##### STUDY TEXT #####

MrGiovanni / ModelsGenesis

[MICCAI 2019 Young Scientist Award] [MEDIA 2020 Best Paper Award] Models Genesis
Other
737 stars 140 forks source link

Some problems of the paper #2

Closed argman closed 5 years ago

argman commented 5 years ago

Tks for the great job. But from my side, i have serveral questions

  1. In the paper, it doesn't compare result a simple auto-encoder without your transforms, so maybe an autoencoder can get comparable result ?
  2. The proposed transforms can also be applied as data augmentations during training, so how does this perform compared with the pretrained model ?
MrGiovanni commented 5 years ago
  1. A simple auto-encoder does not offer comparable performance--similar or even worse than random initialization in the target tasks. As V-Net, an encoder-decoder architecture with skip connections in between, was adopted in this work, the skip connection may make the auto-encoder task a trivial solution during image restoration. Thereby, although we had the results of auto-encoder pre-training, we did not report or discuss in the paper.

  2. In practice, unlimited input-output pairs could be generated during pre-training because (1) the input cubes are randomly generated from patient CT scans, both location and size and (2) the transformations involve large scale randomness in terms of their parameters. So we do not see the purpose to add more data augmentation in favor of the training sample variety, but instead, we are more focusing on how to design more meaningful image deformations for this self-supervised learning framework.

Thank you for the questions.

Zongwei

argman commented 5 years ago

In 2 , i think i doesn't make it clear, I mean the transformations can be added as data augmentation when training model from scratch , not in pretraining

MrGiovanni commented 5 years ago

Yes, for the various target tasks, any data augmentation can be considered. In our paper, we adopted the most common strategies (i.e., translation, rotation, scaling, etc.) as the data augmentation for target tasks, yet we did not apply the four transformations as proposed in the paper. I think you raised a good point--by introducing image transformations the same as the pre-training task may indeed increase the target task performances. Thank you!

##### SOURCE DATA #####

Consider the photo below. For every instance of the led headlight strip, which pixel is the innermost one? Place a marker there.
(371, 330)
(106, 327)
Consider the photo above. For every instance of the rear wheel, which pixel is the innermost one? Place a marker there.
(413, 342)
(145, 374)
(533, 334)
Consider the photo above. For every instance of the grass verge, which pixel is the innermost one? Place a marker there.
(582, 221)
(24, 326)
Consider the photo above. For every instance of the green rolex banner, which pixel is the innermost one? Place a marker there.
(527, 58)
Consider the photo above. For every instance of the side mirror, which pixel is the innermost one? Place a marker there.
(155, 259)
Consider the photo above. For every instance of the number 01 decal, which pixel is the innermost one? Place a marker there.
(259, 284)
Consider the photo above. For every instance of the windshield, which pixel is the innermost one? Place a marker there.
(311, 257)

#####
##### SOURCE DATA #####

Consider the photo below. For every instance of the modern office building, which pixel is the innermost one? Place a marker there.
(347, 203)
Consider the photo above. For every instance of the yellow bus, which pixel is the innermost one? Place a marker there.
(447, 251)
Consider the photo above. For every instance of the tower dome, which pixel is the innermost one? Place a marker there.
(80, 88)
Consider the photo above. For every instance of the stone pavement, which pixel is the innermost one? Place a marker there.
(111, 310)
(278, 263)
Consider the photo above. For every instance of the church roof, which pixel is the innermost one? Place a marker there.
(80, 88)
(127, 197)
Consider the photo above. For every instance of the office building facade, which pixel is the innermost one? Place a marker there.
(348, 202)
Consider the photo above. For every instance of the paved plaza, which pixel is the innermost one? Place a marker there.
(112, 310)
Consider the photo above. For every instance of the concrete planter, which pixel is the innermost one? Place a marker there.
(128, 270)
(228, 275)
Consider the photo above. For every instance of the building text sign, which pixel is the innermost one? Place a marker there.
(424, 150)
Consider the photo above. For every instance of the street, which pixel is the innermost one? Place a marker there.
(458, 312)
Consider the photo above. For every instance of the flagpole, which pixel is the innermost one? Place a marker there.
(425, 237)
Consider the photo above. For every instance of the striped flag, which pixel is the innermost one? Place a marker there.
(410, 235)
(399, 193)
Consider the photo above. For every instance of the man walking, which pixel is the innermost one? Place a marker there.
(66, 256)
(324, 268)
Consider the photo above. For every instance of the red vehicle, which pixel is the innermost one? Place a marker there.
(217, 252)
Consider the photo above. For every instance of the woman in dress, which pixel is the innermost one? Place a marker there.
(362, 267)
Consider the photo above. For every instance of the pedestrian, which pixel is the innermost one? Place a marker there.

#####

* [PROBLEM STATEMENT]:
Please answer these questions from the Models Genesis issue thread:
1. How many stars does the repository show?
2. Which architecture did the reply say was adopted in the work?
3. Which data augmentation strategies were used for the target tasks?

* [ANSWER TO THIS TASK]:
1. 737
2. V-Net, an encoder-decoder architecture with skip connections in between
3. The most common strategies: translation, rotation, scaling, etc.